Rows ::

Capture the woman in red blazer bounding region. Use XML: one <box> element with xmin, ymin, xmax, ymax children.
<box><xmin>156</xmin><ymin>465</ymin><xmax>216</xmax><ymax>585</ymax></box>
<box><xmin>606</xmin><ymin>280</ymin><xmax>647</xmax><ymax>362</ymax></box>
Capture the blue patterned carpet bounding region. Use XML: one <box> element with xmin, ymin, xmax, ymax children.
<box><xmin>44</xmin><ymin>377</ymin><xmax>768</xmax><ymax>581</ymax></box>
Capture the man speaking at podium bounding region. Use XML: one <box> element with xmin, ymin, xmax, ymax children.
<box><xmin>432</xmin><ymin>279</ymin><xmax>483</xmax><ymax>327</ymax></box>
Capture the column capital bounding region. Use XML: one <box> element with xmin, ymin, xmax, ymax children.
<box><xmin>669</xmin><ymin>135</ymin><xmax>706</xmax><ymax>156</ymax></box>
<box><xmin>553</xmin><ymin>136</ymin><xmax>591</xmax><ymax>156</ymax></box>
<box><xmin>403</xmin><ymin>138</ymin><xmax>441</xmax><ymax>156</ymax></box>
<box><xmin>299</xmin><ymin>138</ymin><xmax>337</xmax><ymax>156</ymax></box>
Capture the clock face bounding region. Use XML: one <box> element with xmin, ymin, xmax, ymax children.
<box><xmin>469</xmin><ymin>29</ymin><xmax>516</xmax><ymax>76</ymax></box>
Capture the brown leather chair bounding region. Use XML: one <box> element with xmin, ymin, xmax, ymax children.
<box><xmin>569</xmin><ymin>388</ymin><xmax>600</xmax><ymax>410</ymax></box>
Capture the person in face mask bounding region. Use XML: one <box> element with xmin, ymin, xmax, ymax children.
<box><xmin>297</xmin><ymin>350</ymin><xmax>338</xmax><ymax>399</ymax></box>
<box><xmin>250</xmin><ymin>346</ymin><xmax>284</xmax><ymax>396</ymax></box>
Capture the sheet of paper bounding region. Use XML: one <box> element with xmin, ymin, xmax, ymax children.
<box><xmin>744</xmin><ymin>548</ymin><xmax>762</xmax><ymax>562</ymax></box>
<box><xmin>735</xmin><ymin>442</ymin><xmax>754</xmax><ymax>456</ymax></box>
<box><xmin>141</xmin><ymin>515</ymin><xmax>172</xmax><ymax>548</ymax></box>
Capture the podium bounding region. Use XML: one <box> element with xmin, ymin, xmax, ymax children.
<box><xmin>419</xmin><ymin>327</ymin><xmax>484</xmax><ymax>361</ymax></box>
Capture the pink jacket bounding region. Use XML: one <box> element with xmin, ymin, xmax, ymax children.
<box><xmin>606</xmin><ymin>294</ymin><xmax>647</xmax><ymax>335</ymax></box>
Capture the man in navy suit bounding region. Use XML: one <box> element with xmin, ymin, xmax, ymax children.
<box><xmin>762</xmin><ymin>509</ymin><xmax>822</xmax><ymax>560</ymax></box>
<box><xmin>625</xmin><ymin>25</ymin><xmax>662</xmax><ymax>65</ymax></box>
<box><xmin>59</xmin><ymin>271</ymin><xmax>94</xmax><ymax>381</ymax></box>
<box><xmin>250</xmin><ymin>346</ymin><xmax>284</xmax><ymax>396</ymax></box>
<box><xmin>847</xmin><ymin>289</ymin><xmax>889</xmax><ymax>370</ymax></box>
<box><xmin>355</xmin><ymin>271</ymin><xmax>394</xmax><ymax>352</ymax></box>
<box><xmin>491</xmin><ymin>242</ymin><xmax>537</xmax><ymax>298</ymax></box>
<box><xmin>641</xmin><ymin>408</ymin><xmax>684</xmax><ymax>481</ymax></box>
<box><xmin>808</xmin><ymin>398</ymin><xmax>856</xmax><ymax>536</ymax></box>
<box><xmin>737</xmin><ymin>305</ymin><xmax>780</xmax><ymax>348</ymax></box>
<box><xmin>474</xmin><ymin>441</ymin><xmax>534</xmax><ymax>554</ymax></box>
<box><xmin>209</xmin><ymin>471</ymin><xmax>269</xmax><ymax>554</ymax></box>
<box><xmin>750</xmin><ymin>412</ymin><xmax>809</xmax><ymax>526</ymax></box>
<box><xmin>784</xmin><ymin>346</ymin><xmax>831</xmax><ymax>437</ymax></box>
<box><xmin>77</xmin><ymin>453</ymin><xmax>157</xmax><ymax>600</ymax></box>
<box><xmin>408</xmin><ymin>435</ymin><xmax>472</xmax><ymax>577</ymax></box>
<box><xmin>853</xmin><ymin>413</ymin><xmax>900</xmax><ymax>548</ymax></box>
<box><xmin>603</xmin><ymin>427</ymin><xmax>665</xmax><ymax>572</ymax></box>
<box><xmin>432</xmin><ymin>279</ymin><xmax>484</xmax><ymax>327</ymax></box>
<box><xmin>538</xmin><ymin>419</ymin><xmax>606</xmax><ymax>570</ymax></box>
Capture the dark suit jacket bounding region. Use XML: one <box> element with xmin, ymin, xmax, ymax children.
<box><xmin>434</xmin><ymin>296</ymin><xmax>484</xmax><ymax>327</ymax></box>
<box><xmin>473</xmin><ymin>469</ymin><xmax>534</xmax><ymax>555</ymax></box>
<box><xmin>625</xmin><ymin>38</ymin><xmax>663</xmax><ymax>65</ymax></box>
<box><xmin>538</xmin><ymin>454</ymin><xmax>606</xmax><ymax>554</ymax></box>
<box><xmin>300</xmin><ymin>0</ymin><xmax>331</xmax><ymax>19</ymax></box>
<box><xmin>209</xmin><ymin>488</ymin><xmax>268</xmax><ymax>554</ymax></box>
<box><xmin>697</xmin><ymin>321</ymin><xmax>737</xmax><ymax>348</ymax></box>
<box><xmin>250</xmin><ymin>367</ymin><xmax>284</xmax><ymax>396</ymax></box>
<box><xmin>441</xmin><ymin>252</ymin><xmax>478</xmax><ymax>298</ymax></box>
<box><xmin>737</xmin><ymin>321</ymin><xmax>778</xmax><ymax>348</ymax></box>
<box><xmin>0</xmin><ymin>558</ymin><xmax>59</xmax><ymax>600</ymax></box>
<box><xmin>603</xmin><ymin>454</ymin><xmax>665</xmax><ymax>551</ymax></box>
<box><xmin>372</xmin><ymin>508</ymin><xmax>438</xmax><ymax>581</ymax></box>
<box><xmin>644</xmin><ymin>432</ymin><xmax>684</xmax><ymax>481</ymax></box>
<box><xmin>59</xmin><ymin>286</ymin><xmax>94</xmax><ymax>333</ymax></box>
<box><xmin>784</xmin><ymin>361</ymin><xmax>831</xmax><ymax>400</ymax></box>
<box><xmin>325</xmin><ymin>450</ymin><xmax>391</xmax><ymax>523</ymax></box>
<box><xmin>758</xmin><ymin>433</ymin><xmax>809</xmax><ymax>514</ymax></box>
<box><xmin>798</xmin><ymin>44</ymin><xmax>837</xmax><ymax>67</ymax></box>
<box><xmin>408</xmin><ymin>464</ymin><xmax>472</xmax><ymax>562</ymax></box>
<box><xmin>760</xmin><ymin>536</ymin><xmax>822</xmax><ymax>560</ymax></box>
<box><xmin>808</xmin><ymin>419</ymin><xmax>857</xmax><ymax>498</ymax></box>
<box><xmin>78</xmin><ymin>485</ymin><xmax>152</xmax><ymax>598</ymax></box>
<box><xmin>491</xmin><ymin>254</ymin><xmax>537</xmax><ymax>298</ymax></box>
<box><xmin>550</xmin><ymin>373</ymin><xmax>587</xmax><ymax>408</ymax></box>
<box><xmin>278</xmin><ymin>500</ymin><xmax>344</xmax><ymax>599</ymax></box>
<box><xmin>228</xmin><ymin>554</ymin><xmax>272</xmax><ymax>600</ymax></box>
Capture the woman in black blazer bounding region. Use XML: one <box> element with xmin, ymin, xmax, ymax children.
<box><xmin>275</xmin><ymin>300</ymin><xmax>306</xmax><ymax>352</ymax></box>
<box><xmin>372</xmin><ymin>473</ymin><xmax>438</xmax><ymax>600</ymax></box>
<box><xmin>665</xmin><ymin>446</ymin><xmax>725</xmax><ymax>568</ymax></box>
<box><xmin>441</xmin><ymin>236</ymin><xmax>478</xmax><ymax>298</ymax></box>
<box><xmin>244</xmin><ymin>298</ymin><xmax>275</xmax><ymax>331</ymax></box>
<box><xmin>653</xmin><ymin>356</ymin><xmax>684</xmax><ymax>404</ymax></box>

What you should do :: Your task is to reproduce, exactly and exclusively, the lines from the one holding "Capture the woman in black" through the final line of the listing.

Problem solution ::
Capture the woman in black blazer bounding region. Use XML: one <box> element with xmin, ymin, xmax, ymax children.
<box><xmin>275</xmin><ymin>300</ymin><xmax>306</xmax><ymax>352</ymax></box>
<box><xmin>372</xmin><ymin>473</ymin><xmax>438</xmax><ymax>600</ymax></box>
<box><xmin>665</xmin><ymin>446</ymin><xmax>725</xmax><ymax>568</ymax></box>
<box><xmin>441</xmin><ymin>236</ymin><xmax>478</xmax><ymax>298</ymax></box>
<box><xmin>244</xmin><ymin>298</ymin><xmax>275</xmax><ymax>331</ymax></box>
<box><xmin>653</xmin><ymin>356</ymin><xmax>684</xmax><ymax>404</ymax></box>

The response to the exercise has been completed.